### [RECORDS TO PROCESS]
_ _ _
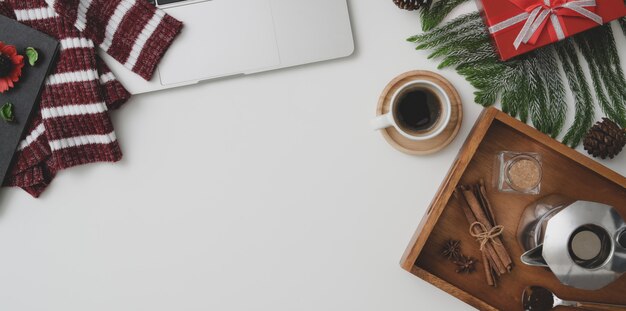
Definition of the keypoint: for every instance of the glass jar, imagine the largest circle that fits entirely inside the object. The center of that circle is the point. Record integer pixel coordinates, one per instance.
(520, 172)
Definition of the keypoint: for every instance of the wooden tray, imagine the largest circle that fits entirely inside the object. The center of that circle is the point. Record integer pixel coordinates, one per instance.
(566, 171)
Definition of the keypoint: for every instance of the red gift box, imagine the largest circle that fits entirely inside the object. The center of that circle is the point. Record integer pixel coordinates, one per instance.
(520, 26)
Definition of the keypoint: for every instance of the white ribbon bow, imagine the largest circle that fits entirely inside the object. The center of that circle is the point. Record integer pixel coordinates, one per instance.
(536, 17)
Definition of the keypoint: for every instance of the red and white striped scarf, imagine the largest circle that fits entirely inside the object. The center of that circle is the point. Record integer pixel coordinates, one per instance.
(73, 125)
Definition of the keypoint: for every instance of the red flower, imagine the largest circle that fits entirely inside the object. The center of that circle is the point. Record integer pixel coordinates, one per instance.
(11, 65)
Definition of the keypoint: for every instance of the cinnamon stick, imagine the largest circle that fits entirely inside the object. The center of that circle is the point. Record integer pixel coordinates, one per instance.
(483, 192)
(499, 266)
(487, 268)
(476, 208)
(489, 210)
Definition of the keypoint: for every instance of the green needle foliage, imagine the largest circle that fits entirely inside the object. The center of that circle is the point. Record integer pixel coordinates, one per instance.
(531, 87)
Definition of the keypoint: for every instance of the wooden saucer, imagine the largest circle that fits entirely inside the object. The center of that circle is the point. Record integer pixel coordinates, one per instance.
(395, 139)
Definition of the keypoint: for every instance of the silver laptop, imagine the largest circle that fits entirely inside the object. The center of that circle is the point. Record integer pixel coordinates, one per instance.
(223, 38)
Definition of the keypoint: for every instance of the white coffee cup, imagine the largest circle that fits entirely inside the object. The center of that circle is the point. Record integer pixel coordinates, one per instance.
(391, 119)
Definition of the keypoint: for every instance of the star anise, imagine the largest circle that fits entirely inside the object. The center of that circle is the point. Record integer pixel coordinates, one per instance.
(465, 264)
(452, 249)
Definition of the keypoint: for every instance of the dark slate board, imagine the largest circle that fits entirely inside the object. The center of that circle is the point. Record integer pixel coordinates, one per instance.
(25, 94)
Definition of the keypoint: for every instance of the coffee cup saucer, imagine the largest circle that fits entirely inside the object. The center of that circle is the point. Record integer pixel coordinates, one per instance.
(434, 144)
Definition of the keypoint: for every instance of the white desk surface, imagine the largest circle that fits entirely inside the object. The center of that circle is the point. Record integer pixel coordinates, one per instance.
(266, 192)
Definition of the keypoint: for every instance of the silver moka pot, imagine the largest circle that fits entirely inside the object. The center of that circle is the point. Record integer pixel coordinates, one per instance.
(583, 243)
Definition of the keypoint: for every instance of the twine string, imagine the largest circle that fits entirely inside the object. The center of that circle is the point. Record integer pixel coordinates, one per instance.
(484, 235)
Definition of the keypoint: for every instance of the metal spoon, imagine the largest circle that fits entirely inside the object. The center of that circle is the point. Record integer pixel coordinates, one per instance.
(536, 298)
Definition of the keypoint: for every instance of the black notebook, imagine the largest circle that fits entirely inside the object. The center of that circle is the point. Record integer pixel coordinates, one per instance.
(25, 95)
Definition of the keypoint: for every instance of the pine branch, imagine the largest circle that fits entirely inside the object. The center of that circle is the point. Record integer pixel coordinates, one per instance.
(584, 115)
(555, 107)
(583, 45)
(435, 13)
(532, 87)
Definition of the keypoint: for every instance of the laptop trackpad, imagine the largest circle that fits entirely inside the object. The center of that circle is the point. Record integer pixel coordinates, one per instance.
(220, 38)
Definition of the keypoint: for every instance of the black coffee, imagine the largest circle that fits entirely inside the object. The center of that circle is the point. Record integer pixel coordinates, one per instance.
(418, 109)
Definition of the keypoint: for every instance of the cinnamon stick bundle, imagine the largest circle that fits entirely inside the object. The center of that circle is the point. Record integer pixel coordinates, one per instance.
(478, 211)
_ _ _
### [REQUEST]
Transcribe the entries above verbatim, omitting their pictures.

### [ANSWER TO THE TASK]
Definition of the keypoint: for every instance of the glass jar, imagine the largest circle that fits entirely inside the object. The center of that circle is the point. Record integer pixel coordinates, one per instance.
(520, 172)
Definition of the keypoint: for every instance of the wooden tray, imagine the largest circle that fits entirely inside the object. The center of that circle is the point. Record integer pixel coordinates, one per instance.
(566, 171)
Definition of the keypoint: for every instance of the red gift box, imagine the largest circle that fits entirely inside the object. The center of that circle is the point. Record integer pixel coordinates, one per instance.
(520, 26)
Definition of the keypoint: for every instance of the white ribbon bow, imagine the largest circle that fits entirely inside the object. The center of that circle is the point. Record integer pixel coordinates, one per instance.
(536, 17)
Definition of the keypoint: for every instance of the red and white striped scarf, imagine the largest circle that fits entirely inside the object. The center of that circle is the point. Record integer pixel coordinates, one per instance.
(73, 125)
Definition of the keypoint: for every instance of the red flower, imagine the largest circle that fits entirely inside the object. The center of that circle is the point. Record integer pixel coordinates, one per instance.
(11, 65)
Definition of the keypoint: for every instance of the cinnamon stick, imagine the largest circle that fits entirely inside the object. The center of that circle is the point. Record integer pixel coordinates, one per instance.
(483, 192)
(499, 266)
(487, 268)
(476, 208)
(489, 210)
Definition of the keypoint: for every instance of the green needle foliage, imagine the largest circle that fits entirely inside the object. The center of that circle is the point. Record integer pixel coordinates, one per instance.
(531, 87)
Definition of the keypoint: for every instance of the wooden saucer, imagine the largest circle that fits entirely inside the object. The center of that circle is the point. Record integer pixel coordinates, one per instance.
(395, 139)
Definition of the keypoint: for every instance of the silver laptop, imagine the largest circle that fits entirely inside the object. The center of that circle is the point. Record integer pixel coordinates, one per instance.
(223, 38)
Definition of the keypoint: for every instance of the white coffee cup, imagine the largest circle that fits entirely inside the object. The center of that circle is the point. Record integer pixel coordinates, one per instance.
(391, 119)
Definition of the keypoint: for every instance of the star anise, imagine the largest circle that fits entirely inside the object. The center of that circle is the point. Record integer pixel coordinates, one per instance.
(465, 264)
(452, 249)
Definition of the keypoint: for every instance of the dark slate board, imagine the largest circle that fits entirely inside the object. The center of that circle is the point. Record integer pixel coordinates, one per instance.
(25, 94)
Definition of the keypoint: for every instance of the coffee cup saucer, imagine the largest circle that fits entirely inside the object. The center of that circle is the point. Record integer pixel coordinates, one per instance.
(434, 144)
Definition of the keypoint: for every instance of the white desk surface, imagine the largest circle that fits entirely inside the object. The center of that circle is the point. Record integer pixel coordinates, one per instance.
(266, 192)
Definition of the keypoint: for every instance of the silver moka pot, imagine the largest circle that fits entirely inside the object. The center of that circle is the point. Record integer pixel coordinates, one per instance.
(583, 243)
Definition of the keypoint: for every instance of the twine string, imagine the largest circle that fits entirely inside the object. The center of that circle is the point. Record integer pixel coordinates, one per instance.
(484, 235)
Definition of the keypoint: for every instance of the metal spoon, imagine the largest circle that fits entirely inside the object. The center of that circle is the point. Record integer pixel coordinates, one per instance.
(536, 298)
Definition of the keypoint: for every instance of the black notebook, imagine the largest circle that fits entirely inside the object. The center of that circle is the point. Record integer pixel coordinates, one per instance.
(25, 95)
Definition of the keypoint: for every instance of the pine branch, imagine the largest circle that fits entirely inside the object. The center of that circle is the point. Record integer pixel coordinates, one per instance.
(584, 115)
(555, 107)
(583, 45)
(435, 13)
(532, 87)
Definition of the keypoint: for every instance of the laptop trackpad, imagine the largest circle that fits entirely inside the object. The center of that circle is the point. Record integer pixel coordinates, one per instance.
(220, 38)
Definition of the keypoint: for every instance of the black coffee, imagine the largest circle that fits entirely inside the object. The center of that circle is the point. Record integer pixel coordinates, one per instance.
(418, 109)
Definition of the keypoint: for every instance of the cinnamon stick bundle, imagine the largest circle that fits entirely inside the object. The center of that circle is the point. Record integer pixel coordinates, one per instance.
(478, 211)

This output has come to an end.